DATA FOR THE TASK:
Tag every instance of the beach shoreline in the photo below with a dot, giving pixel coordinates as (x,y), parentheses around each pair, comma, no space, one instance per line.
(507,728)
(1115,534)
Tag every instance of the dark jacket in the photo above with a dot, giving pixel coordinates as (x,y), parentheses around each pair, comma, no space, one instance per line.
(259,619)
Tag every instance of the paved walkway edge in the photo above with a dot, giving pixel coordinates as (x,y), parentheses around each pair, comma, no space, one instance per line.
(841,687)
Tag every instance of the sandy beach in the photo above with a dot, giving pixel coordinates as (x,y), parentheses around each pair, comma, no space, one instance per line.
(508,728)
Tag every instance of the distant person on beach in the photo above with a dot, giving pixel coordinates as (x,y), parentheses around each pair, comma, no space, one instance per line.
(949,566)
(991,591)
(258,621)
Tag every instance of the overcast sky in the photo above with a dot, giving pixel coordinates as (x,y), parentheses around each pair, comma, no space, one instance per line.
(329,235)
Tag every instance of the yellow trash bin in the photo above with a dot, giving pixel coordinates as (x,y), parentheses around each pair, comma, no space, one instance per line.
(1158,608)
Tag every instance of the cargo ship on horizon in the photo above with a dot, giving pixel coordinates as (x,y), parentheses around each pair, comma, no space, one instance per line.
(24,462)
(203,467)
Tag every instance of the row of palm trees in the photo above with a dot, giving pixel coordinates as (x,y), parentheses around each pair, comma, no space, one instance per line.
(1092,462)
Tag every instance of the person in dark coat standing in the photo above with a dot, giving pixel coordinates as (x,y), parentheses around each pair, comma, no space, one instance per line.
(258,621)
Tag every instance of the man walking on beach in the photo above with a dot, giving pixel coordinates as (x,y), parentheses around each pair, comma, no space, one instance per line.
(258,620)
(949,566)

INSTRUCTIONS TO FOLLOW:
Please make an exact copy of the entries, down to the last character.

RESPONSE AREA:
Tag every instance of the beach shoreline in the photo below with a dot, giving pixel coordinates as (x,y), parentheses around each pair, comma, no space, one instance per line.
(507,728)
(1115,534)
Tag every instance of the dark jacket in the photo above with a dot, giving pixel coordinates as (x,y), parentheses around each pair, comma, no space, one instance per line.
(259,619)
Tag every instance of the paved walkway edge in the photo above with a dot, giving pixel coordinates as (x,y), parentheses around each pair, comma, no space, one instance per line.
(841,687)
Tag every instance of the sandy beach in the photo above with a dot, giving pixel coordinates as (x,y), parentheses around each pair, comma, no space, one instance per line.
(508,728)
Tag every instance of the distant person on beach in the photo above with a dot, giving pixel coordinates as (x,y), parentheses around each pair, comma, no space, one instance per line.
(949,566)
(991,591)
(258,621)
Tag every instance of the overcast sky in the photo above with a dot, giving pixel coordinates as (x,y), parentheses around each pair, comma, no space, one instance per line.
(329,235)
Tag every instance of the yellow trash bin in the photo above with a dot, giving pixel coordinates as (x,y), parentheses around each pair, comma, no space, one instance per line.
(1158,608)
Tag every instance of the cargo ship on horizon in the photo above with a dot, giving pixel coordinates as (x,y), parentheses around each pair, comma, no space, one instance per line.
(24,462)
(203,467)
Tag every instance of the row of palm trees in the photo above with a dot, giving pixel coordinates as (x,y), parentheses around each pair, comma, no space, one instance per line.
(1092,462)
Tag every instance of the person in dark coat standing in the photo above with a dot, giving pixel coordinates as (x,y), parentheses around each pair, comma, no space, one instance per line.
(258,621)
Tag every instance of the man walking on beach in the photo above with a dot, giving pixel coordinates as (x,y), parentheses around each pair, comma, no space, one instance per line.
(258,620)
(949,566)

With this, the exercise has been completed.